_Task instructions_. Find every row below that contains the string "jacket". Copy each of those rows in full.

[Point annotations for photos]
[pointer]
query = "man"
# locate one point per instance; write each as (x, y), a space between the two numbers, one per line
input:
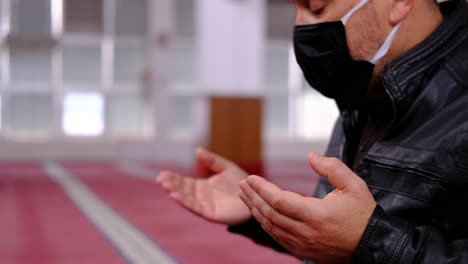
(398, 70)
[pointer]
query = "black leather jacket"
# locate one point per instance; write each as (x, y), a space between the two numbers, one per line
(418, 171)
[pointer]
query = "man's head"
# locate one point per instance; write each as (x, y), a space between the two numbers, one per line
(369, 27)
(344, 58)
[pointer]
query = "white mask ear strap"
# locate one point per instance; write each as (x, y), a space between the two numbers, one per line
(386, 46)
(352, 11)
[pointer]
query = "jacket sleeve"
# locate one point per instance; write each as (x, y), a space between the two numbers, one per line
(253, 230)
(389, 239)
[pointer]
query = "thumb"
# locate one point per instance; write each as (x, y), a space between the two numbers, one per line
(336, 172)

...

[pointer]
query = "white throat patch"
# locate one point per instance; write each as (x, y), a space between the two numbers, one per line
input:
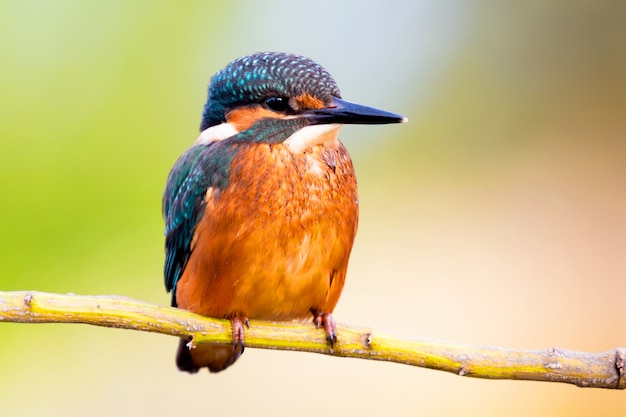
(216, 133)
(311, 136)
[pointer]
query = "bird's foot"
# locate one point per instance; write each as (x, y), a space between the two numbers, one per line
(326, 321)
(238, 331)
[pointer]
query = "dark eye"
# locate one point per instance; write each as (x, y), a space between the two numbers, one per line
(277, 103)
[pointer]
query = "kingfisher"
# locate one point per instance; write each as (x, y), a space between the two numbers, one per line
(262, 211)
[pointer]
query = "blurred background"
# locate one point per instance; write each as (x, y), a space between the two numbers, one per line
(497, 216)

...

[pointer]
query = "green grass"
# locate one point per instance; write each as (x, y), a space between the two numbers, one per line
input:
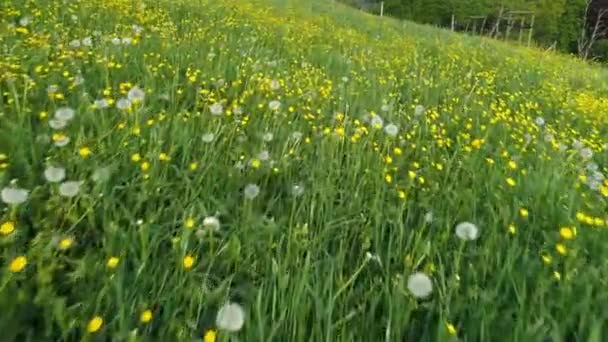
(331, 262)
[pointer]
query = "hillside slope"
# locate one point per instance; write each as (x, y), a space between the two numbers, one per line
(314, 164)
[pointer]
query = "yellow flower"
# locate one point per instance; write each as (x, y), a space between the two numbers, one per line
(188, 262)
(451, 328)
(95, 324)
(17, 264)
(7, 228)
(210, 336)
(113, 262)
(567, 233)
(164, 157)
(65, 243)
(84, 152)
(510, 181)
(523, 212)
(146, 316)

_Answer for this exercise_.
query = "black leather jacket"
query = "jacket sleeve"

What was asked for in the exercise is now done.